Exercise brief ▸ Copy out verbatim the lines of the entries below, starting at the line that contains "of the slender" and stopping after the line that contains "(1199, 911)".

Raw data ▸
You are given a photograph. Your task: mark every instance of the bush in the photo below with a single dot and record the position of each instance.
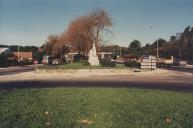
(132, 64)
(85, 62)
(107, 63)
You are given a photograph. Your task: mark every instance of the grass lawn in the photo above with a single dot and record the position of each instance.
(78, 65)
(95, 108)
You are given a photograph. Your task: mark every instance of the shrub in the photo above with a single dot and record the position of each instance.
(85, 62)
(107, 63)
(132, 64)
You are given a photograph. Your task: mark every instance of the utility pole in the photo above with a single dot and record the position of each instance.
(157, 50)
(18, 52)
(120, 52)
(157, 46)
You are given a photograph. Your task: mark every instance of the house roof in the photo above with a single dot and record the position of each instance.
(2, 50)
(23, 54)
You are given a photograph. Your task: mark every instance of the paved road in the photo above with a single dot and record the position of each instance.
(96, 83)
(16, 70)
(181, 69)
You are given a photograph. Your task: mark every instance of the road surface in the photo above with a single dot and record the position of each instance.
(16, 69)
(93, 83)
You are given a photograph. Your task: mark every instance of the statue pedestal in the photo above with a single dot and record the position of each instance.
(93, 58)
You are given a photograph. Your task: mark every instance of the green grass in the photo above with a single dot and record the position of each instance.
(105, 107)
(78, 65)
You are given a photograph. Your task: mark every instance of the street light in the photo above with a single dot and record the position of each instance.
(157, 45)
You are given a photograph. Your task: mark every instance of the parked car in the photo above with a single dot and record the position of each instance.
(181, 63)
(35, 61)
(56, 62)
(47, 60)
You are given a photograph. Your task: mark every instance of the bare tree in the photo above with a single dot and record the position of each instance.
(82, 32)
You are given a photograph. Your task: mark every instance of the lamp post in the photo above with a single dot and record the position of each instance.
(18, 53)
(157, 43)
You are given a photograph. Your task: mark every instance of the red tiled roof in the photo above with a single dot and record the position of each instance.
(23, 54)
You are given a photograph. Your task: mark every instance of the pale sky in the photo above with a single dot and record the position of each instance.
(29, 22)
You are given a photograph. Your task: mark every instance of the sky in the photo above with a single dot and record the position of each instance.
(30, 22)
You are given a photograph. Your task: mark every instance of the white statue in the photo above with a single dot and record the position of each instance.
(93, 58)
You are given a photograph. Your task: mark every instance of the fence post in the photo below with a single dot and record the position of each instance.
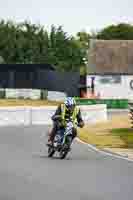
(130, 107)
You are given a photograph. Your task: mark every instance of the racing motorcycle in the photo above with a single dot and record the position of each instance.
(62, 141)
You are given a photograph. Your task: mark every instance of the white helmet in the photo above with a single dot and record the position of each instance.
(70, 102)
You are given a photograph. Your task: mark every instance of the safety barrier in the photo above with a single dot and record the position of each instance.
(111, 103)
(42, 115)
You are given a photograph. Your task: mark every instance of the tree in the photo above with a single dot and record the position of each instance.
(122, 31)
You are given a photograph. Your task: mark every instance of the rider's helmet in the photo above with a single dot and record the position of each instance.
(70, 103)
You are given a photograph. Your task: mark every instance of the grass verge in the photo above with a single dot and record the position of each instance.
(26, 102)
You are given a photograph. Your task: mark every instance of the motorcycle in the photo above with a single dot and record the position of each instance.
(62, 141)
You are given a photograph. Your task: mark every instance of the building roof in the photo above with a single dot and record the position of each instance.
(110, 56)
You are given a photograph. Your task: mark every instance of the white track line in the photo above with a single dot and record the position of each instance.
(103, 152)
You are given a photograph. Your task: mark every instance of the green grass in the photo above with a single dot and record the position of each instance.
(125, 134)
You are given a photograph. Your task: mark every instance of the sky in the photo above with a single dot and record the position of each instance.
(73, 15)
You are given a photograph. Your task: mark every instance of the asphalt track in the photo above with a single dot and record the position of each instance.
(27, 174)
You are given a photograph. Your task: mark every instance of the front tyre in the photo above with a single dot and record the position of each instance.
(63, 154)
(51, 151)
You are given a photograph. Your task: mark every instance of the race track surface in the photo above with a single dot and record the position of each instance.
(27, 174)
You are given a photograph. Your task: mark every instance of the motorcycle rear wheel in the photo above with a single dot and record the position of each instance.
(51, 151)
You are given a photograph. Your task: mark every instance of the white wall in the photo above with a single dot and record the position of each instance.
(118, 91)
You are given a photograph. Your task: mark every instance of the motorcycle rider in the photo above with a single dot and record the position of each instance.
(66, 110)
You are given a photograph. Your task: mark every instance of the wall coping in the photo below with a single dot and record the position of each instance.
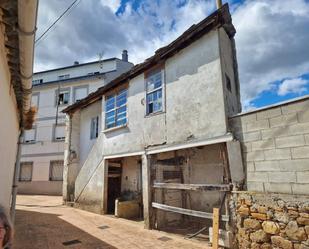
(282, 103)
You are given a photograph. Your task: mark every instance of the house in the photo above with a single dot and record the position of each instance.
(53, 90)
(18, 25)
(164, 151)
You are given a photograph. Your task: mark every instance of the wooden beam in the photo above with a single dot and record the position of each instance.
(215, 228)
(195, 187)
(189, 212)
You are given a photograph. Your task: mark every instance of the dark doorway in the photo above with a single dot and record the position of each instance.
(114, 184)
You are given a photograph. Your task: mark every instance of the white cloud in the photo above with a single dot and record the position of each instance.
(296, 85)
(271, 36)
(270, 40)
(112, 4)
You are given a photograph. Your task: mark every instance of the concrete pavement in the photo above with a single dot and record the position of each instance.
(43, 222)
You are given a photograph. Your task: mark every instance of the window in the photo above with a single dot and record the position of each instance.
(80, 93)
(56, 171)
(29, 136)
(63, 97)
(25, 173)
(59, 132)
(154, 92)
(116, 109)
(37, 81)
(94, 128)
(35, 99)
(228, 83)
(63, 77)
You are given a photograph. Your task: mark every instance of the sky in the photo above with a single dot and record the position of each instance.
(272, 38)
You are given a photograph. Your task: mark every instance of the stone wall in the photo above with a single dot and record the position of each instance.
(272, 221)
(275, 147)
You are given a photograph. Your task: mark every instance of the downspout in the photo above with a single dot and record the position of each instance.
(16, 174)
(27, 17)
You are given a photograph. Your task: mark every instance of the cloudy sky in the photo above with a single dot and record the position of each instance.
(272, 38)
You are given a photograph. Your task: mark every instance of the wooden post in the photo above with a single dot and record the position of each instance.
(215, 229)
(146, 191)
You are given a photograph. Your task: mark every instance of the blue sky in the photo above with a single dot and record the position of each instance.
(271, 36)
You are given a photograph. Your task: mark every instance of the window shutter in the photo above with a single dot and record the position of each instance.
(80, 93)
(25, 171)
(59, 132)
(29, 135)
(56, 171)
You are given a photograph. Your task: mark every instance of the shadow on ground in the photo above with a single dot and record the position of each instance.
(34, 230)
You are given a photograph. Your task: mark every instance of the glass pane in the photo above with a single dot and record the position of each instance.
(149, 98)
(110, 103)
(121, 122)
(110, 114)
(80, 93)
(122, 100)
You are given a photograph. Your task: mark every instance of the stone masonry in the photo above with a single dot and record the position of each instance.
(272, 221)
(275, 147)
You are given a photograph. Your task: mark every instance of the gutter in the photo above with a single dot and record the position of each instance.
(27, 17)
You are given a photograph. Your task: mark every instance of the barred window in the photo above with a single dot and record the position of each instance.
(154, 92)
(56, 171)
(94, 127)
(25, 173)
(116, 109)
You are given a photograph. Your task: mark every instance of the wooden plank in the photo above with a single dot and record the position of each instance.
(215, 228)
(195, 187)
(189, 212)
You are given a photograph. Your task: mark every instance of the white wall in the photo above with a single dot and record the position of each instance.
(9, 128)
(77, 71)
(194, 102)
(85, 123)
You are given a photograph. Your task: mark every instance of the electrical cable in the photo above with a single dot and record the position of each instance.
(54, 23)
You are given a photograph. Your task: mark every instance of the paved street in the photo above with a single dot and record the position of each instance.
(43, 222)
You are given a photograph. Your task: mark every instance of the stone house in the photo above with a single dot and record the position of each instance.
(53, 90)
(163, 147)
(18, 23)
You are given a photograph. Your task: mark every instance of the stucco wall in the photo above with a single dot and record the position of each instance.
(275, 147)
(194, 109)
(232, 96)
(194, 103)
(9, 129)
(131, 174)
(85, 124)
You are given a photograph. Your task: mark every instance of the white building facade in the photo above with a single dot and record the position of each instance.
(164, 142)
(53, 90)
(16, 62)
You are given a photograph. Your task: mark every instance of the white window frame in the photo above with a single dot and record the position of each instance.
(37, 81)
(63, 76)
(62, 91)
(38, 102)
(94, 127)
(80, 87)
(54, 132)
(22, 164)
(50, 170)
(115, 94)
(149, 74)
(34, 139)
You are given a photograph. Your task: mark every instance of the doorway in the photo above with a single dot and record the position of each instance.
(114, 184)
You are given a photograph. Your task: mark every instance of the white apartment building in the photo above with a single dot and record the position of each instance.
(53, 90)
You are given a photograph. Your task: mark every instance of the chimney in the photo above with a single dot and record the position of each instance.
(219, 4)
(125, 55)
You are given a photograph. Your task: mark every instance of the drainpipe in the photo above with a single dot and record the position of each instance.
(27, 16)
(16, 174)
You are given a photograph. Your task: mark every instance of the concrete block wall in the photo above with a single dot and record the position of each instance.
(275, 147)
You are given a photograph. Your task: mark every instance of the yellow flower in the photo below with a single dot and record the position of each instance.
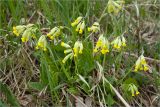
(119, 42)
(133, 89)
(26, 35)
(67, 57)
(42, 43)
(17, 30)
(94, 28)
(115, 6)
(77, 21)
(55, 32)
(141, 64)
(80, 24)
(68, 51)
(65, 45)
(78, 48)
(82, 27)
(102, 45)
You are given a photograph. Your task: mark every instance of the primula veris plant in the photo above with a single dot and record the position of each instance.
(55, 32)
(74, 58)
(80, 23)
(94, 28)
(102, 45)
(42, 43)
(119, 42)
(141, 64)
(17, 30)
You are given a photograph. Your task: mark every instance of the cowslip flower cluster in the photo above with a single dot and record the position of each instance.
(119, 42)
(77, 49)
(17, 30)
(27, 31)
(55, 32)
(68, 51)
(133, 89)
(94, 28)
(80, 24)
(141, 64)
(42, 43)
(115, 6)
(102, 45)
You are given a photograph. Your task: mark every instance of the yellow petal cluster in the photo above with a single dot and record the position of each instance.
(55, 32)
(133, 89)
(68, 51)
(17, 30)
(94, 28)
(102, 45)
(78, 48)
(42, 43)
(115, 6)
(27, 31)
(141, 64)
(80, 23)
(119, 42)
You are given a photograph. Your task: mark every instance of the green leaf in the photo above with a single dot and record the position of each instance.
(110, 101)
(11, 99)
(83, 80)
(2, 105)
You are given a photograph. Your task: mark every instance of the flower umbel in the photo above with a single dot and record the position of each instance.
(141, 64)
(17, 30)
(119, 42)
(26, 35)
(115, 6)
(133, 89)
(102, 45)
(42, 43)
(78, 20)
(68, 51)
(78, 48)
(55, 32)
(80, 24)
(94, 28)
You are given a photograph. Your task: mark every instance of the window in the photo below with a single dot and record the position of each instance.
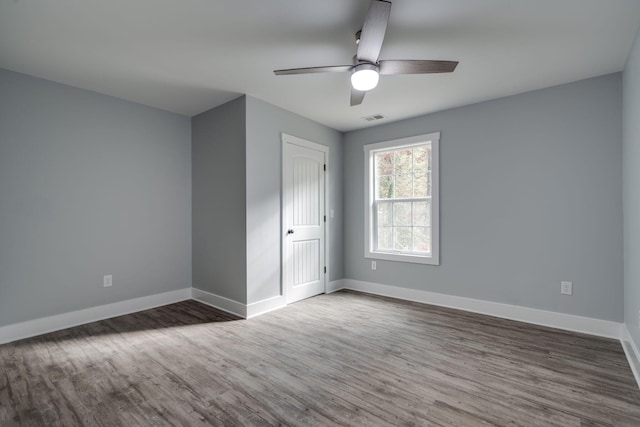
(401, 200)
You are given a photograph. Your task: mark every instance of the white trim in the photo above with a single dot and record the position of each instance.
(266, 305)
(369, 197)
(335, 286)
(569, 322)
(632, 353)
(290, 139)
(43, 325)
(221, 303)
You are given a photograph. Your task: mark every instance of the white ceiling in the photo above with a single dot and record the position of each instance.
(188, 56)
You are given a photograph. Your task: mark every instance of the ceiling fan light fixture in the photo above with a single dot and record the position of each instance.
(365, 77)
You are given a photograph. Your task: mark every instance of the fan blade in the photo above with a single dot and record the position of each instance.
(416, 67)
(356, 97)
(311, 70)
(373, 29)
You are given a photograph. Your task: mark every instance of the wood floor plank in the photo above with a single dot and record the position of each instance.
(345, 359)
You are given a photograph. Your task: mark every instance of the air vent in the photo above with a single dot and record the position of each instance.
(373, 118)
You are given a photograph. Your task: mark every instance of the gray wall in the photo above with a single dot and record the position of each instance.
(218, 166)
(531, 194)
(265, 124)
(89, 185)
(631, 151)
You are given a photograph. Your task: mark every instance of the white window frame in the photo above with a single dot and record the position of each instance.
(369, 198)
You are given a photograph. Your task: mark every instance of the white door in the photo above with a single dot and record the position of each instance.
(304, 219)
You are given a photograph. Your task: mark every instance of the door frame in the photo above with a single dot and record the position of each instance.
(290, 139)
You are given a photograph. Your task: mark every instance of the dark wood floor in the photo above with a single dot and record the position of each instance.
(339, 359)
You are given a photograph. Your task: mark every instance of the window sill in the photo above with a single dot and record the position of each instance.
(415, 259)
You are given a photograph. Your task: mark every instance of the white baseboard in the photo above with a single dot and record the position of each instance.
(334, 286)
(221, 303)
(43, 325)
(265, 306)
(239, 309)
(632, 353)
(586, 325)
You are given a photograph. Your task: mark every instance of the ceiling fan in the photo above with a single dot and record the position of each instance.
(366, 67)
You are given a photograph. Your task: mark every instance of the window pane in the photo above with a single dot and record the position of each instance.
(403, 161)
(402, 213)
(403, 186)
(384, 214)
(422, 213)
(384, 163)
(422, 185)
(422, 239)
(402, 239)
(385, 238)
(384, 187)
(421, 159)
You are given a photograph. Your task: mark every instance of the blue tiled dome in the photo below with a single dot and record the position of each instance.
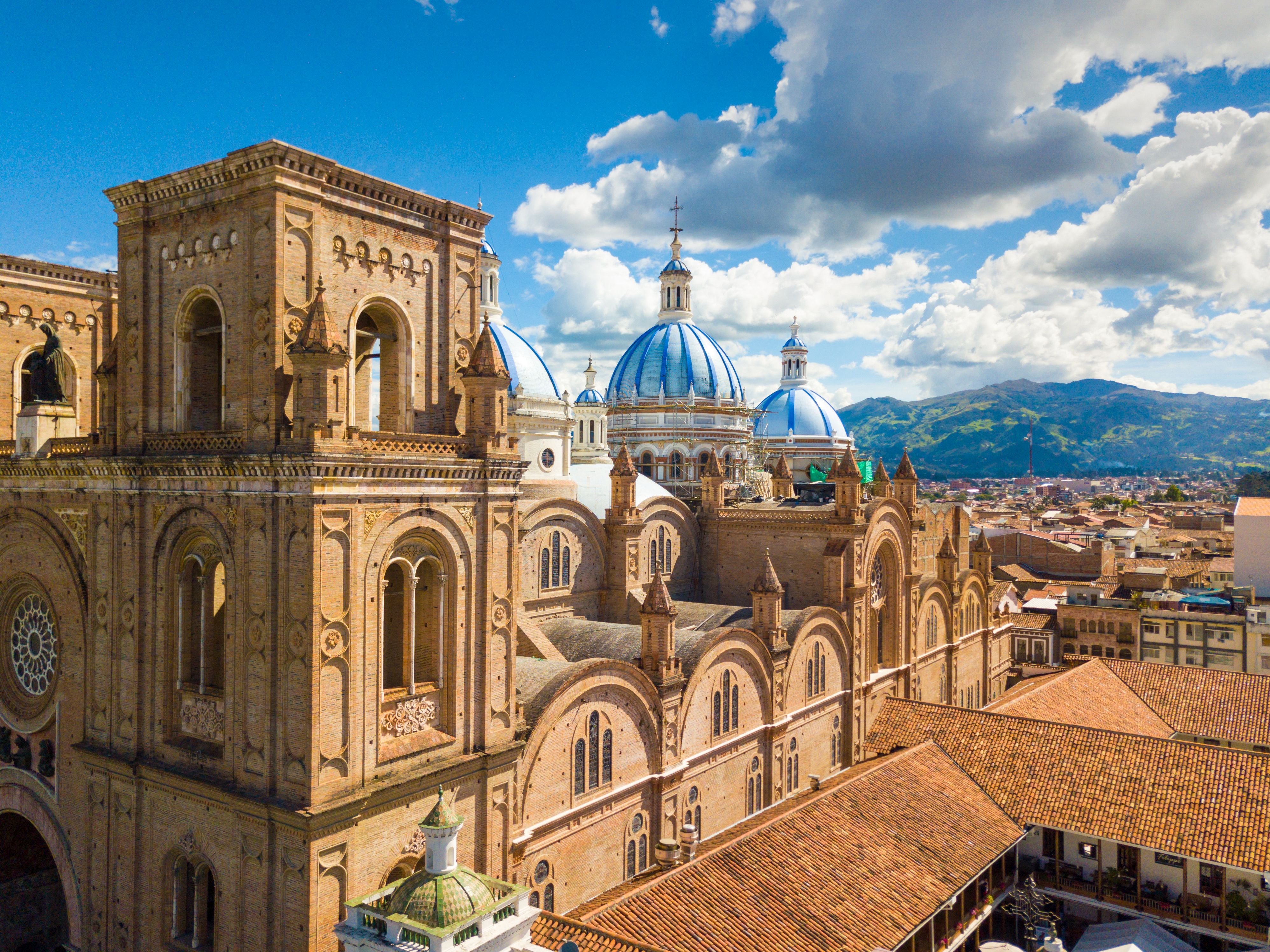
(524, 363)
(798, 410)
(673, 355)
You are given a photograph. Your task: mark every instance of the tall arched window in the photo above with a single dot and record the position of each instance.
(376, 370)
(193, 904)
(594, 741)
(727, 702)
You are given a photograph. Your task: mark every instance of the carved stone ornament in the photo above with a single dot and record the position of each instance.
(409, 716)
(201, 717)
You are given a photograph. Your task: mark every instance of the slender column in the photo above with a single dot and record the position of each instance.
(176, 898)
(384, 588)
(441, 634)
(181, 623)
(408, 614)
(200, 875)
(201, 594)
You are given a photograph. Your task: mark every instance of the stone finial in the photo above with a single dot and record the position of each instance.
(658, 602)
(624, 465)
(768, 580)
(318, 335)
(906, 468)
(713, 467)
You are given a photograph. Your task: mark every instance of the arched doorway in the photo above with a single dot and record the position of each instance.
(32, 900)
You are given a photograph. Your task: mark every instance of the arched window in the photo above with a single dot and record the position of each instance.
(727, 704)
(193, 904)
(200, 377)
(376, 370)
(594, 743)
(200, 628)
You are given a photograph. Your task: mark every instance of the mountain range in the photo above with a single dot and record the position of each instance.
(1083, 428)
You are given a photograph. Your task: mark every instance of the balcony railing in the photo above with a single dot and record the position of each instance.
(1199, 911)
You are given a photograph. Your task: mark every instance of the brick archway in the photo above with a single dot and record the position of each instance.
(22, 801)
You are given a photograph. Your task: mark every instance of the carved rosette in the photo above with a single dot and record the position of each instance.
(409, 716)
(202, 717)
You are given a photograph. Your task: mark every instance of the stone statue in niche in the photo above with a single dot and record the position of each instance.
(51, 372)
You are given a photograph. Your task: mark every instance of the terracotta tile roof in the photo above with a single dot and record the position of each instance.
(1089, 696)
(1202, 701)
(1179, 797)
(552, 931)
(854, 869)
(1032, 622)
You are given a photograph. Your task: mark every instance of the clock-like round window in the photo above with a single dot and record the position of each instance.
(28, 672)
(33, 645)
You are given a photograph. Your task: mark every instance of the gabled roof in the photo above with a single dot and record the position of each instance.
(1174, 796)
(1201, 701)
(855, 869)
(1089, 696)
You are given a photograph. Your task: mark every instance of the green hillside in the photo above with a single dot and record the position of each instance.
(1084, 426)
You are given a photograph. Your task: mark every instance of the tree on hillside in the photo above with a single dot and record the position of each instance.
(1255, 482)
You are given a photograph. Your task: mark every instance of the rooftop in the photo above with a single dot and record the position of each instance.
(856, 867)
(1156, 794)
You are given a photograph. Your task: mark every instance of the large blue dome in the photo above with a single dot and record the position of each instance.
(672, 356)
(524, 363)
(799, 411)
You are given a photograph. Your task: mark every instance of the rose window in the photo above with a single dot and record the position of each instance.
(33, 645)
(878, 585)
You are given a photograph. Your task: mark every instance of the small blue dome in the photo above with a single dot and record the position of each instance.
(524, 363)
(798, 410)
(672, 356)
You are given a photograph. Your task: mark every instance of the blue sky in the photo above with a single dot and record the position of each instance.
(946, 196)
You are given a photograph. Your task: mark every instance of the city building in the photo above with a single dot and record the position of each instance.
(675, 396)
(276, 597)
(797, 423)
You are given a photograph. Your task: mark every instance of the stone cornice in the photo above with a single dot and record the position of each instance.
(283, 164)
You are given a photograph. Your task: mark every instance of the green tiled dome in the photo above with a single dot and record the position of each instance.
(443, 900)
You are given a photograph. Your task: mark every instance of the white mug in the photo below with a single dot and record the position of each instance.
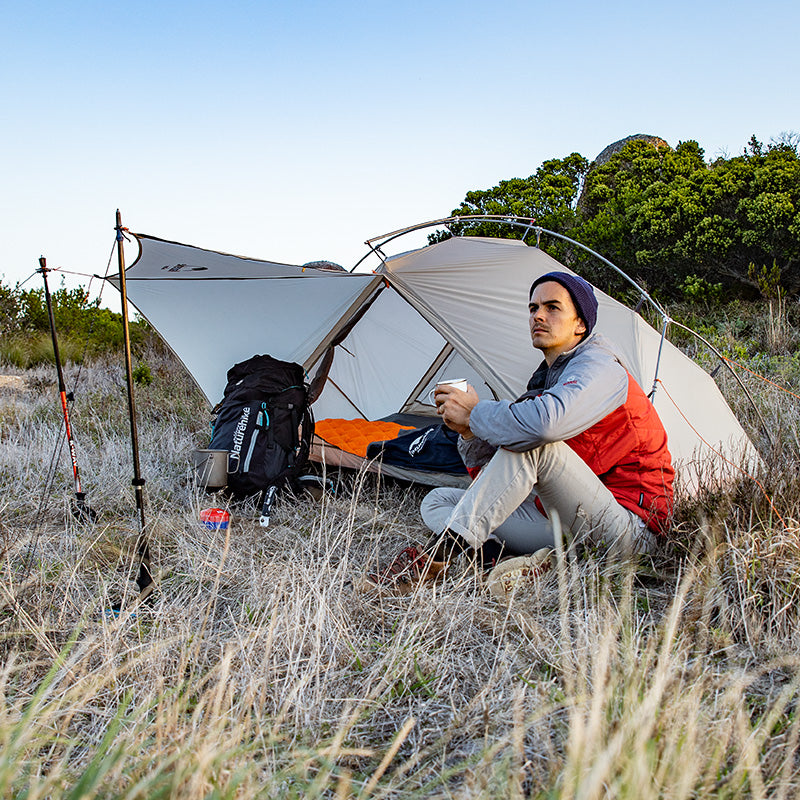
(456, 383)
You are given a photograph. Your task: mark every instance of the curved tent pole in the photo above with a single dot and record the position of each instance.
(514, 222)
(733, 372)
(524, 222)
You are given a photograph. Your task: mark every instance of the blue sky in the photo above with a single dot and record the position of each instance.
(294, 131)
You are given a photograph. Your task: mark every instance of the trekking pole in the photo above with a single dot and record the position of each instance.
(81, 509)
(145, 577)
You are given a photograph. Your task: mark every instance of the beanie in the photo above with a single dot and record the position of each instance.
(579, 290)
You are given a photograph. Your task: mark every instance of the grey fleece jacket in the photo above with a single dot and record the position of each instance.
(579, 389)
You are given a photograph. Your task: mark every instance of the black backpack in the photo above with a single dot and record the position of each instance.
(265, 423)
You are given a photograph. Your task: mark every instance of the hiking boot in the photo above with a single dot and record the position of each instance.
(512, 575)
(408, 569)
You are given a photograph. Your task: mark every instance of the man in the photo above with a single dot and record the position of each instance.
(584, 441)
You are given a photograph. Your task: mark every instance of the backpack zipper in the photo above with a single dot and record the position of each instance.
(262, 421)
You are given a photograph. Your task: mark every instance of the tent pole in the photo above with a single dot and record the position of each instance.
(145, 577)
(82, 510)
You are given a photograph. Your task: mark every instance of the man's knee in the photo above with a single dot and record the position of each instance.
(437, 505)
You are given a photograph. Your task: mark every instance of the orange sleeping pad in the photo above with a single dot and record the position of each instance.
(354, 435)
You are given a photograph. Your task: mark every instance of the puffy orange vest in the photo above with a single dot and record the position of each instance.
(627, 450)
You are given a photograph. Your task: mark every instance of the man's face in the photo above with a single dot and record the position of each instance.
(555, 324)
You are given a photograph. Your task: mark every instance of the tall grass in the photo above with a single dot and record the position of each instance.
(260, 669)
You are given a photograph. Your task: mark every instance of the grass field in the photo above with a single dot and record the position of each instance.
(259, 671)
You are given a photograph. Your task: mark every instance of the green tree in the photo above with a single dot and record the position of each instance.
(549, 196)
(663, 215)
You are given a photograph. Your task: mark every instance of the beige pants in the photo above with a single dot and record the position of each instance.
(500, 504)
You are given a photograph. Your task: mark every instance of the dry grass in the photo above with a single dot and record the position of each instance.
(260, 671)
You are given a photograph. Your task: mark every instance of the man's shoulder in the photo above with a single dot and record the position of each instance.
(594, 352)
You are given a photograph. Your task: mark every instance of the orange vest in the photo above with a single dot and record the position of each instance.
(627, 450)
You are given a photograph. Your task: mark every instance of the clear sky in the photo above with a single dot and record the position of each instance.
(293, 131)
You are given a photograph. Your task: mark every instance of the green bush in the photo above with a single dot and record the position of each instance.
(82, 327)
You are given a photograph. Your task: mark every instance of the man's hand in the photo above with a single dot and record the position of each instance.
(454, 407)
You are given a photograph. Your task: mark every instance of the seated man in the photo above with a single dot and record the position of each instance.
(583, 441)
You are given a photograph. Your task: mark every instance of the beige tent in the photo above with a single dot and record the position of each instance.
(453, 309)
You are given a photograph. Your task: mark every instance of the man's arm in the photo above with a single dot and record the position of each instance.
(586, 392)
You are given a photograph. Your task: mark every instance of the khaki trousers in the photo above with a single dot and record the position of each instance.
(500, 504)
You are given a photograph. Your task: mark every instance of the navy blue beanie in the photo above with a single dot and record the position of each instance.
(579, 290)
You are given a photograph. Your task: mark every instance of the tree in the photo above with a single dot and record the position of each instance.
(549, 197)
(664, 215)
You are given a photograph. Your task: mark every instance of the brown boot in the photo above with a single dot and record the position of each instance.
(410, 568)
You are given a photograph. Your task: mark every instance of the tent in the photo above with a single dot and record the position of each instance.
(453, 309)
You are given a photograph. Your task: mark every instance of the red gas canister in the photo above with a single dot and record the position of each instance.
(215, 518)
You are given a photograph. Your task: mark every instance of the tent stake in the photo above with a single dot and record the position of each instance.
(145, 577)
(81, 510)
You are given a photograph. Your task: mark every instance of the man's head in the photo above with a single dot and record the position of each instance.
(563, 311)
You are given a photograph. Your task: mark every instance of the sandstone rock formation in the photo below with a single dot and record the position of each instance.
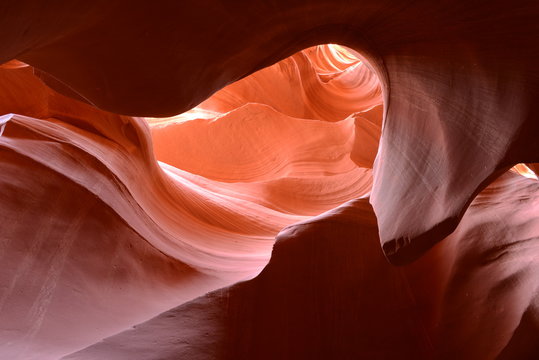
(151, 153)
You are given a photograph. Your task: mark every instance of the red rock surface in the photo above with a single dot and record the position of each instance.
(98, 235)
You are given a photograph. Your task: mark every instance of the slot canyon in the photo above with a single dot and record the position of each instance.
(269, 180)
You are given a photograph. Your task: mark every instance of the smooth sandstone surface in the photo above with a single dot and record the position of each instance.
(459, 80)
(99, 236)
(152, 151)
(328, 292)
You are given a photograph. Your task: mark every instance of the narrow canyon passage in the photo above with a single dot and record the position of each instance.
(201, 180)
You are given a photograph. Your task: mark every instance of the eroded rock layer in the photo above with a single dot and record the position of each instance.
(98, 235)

Solution for this exercise ▸
You are given a photograph. Your task: mark every instance of the slender column in the photo above with a single dot and record the position of each instance.
(176, 898)
(384, 588)
(441, 634)
(181, 623)
(408, 614)
(200, 875)
(201, 594)
You are given a photograph. Your task: mark every instance of the stone finial in the photo above with a single dot and record the position of each instance.
(658, 602)
(624, 465)
(768, 580)
(318, 335)
(906, 468)
(713, 467)
You are given a photograph. Your task: mark every instance of the arched doorway in the photo above with a single dot and record the position of each instance.
(32, 900)
You are given a photograph. Your task: mark every instance of the arched window in the photo above with a single dot and record the position of each instance.
(727, 704)
(193, 904)
(200, 377)
(376, 370)
(594, 743)
(200, 628)
You are given a photograph. Your task: mark every instance of the mountain range in the photo above with a single dot and record the position of each instance.
(1083, 428)
You are given a photograph. Your task: mark every instance of the balcony railing in the photo above with a single dot and record the position of each instance.
(1199, 911)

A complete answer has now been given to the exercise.